# [TASK REQUIREMENTS]
Reproduce verbatim the lines of the items below, starting with the line that contains "Draw the outline of every instance of the white stair" and going on through the end of the items.

# [RECORDS FOR THE EXERCISE]
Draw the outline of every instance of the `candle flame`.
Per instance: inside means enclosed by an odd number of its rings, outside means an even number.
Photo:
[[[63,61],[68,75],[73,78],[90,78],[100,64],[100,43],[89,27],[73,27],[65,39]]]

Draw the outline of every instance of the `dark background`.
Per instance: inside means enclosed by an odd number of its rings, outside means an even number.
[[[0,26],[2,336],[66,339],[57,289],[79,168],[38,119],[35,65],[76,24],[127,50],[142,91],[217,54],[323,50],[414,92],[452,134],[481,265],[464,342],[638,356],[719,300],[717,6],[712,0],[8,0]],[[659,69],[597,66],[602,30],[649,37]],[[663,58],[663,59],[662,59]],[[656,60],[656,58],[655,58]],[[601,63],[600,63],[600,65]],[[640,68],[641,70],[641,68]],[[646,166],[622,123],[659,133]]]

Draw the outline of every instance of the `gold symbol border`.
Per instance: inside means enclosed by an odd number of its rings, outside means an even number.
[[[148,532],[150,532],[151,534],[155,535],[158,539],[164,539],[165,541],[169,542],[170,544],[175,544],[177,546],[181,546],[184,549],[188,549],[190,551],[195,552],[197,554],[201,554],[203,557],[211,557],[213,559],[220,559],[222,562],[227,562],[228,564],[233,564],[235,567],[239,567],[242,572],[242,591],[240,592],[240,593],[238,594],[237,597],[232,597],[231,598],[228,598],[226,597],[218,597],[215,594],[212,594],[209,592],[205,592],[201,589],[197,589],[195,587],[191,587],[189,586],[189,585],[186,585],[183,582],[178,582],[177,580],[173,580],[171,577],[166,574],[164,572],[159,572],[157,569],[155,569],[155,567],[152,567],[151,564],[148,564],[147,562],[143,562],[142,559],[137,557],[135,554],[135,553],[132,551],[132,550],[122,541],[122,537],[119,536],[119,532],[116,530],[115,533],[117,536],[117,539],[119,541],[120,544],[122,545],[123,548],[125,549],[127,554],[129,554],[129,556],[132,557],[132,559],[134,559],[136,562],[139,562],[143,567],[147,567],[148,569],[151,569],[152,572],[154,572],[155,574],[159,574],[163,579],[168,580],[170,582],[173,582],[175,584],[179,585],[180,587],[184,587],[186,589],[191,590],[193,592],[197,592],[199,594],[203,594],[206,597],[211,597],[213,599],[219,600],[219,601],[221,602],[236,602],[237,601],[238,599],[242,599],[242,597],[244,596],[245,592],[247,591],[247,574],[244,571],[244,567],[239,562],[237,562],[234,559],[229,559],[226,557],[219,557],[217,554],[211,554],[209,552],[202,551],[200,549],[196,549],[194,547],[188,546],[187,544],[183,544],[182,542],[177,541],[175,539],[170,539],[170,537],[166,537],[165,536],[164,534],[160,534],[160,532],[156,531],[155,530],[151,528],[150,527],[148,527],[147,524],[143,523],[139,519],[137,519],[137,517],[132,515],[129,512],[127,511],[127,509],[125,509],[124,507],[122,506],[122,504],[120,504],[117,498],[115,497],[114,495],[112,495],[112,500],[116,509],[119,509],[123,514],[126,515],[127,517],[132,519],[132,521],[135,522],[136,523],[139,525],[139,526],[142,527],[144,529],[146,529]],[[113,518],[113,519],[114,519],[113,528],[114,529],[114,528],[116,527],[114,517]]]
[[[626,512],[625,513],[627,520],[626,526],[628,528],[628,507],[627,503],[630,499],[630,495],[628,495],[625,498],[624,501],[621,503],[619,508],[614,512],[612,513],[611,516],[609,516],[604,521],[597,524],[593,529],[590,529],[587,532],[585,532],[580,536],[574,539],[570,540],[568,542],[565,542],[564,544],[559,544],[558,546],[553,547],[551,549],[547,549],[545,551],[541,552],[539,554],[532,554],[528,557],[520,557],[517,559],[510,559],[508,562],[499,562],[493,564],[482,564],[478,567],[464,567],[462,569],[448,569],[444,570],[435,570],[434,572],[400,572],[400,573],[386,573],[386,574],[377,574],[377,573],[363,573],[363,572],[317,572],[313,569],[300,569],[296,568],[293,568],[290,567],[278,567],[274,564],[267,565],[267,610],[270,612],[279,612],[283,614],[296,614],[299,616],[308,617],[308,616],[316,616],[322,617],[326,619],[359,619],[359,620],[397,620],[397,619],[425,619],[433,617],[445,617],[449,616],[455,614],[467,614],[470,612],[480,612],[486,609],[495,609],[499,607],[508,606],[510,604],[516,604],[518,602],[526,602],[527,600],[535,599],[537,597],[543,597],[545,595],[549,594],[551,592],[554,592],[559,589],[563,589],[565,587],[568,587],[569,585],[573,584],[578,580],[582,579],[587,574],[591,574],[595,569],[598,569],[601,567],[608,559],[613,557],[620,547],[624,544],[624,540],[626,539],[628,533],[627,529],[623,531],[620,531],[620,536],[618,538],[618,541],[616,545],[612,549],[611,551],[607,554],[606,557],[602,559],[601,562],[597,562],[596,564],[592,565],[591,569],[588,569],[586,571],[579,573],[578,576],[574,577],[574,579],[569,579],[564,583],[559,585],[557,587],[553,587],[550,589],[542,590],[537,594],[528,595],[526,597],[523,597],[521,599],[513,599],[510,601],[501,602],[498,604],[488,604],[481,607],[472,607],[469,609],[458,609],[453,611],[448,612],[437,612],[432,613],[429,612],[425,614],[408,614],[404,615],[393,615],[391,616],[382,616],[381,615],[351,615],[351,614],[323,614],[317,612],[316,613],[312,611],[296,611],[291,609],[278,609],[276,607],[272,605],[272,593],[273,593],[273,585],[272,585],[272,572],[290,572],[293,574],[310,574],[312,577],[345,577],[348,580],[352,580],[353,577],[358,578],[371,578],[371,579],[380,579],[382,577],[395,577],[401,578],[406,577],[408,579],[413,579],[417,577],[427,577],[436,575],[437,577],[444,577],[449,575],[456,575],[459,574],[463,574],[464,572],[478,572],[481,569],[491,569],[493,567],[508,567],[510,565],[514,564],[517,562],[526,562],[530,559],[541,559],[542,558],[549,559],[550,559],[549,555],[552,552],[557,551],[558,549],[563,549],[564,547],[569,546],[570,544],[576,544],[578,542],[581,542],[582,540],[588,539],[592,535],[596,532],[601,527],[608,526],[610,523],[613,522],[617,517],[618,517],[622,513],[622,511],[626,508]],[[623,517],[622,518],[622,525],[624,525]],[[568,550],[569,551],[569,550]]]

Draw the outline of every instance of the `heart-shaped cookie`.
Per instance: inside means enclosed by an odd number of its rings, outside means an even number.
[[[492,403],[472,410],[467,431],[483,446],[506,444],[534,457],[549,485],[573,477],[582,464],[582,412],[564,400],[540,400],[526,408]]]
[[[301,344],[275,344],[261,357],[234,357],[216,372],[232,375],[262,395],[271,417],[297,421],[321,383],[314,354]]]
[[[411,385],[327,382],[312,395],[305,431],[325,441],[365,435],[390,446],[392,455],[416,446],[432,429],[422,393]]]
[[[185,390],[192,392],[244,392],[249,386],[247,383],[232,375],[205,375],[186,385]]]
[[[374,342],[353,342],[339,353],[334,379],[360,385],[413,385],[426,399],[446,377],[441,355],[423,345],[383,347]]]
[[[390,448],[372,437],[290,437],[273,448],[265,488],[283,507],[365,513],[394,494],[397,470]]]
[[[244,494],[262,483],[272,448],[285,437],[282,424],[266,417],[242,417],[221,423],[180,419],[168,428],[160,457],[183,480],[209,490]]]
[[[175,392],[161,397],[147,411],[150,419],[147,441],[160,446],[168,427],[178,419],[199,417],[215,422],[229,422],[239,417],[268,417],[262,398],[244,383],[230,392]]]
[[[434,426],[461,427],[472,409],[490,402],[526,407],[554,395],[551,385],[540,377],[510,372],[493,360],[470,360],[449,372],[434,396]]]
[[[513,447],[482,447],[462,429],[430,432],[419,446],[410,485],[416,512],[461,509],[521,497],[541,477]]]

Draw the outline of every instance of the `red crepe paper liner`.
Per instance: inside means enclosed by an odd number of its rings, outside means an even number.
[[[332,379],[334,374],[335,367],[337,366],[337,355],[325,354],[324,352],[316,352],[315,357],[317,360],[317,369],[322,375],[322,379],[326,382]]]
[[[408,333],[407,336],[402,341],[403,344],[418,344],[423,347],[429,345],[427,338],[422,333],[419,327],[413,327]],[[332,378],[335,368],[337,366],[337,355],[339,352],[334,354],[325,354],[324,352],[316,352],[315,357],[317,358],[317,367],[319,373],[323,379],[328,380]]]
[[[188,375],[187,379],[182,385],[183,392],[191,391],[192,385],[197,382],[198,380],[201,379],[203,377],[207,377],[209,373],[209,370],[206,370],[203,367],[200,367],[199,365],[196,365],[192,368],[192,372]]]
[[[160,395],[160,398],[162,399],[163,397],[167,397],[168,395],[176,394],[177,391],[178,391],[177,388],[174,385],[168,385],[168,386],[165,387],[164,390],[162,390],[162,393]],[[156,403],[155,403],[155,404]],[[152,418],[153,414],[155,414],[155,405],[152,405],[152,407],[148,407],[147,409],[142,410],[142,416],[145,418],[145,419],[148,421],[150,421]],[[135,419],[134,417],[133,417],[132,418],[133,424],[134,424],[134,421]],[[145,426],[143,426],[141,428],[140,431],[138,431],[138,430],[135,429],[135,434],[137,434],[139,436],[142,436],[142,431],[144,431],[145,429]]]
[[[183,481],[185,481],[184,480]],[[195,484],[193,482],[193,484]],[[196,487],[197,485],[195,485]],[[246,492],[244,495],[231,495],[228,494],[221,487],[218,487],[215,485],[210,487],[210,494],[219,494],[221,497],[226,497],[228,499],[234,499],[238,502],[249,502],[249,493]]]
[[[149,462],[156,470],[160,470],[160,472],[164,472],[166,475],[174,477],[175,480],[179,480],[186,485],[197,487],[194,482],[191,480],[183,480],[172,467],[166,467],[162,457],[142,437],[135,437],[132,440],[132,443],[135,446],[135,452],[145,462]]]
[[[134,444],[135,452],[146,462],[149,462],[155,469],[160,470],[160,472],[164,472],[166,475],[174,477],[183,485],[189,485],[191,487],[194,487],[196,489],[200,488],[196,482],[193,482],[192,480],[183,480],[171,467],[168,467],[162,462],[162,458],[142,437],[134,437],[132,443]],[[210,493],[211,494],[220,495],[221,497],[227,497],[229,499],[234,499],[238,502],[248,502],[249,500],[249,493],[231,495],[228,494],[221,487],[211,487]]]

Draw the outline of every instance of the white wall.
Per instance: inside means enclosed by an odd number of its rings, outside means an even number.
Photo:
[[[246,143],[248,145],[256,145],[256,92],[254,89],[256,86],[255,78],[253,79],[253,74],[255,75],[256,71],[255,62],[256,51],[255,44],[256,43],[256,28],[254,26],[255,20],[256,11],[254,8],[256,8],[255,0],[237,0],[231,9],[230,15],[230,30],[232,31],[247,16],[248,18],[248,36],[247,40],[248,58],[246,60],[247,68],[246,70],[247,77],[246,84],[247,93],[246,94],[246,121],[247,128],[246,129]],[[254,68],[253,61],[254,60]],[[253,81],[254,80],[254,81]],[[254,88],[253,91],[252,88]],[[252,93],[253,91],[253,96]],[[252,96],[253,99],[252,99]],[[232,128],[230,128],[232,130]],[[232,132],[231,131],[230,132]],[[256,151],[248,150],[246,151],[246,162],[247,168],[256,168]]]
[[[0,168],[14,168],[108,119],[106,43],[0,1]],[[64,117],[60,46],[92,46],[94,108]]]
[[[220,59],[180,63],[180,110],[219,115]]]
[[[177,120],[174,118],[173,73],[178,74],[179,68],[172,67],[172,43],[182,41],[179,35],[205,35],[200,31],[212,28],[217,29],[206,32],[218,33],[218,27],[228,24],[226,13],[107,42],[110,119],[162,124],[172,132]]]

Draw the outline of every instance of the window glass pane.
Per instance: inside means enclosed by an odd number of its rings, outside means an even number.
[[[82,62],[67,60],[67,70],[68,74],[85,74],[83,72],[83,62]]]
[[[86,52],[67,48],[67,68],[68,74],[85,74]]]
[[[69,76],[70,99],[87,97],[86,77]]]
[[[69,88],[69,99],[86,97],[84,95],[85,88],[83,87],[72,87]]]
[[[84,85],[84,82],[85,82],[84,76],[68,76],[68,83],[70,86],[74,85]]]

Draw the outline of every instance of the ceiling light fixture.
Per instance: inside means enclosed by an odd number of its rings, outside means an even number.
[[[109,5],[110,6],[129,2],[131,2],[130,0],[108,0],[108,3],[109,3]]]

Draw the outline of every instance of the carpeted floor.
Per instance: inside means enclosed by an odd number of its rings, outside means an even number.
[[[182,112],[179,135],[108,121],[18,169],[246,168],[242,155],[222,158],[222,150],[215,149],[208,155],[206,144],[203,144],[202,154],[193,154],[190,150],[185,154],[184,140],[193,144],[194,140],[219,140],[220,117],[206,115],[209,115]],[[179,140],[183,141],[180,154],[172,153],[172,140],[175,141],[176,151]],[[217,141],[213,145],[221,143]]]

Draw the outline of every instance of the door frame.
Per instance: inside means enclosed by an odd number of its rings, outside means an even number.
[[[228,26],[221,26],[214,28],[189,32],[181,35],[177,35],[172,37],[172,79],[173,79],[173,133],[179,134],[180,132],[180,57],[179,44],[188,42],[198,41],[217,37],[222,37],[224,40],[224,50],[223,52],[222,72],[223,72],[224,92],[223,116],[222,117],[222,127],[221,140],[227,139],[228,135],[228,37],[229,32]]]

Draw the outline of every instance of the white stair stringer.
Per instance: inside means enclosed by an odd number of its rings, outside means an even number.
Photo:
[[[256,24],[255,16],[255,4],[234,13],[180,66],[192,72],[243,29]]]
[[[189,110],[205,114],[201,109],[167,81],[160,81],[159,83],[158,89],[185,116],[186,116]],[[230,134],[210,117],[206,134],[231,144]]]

# [WRITTEN ANSWER]
Draw the outline of every instance of the white stair stringer.
Per instance: inside means enclosed by an odd number of its rings, outside means an even number.
Photo:
[[[256,24],[255,16],[255,4],[234,13],[180,66],[192,72],[243,29]]]
[[[189,110],[205,114],[201,109],[167,81],[160,81],[159,83],[158,89],[185,116],[186,116]],[[230,134],[210,117],[206,134],[231,144]]]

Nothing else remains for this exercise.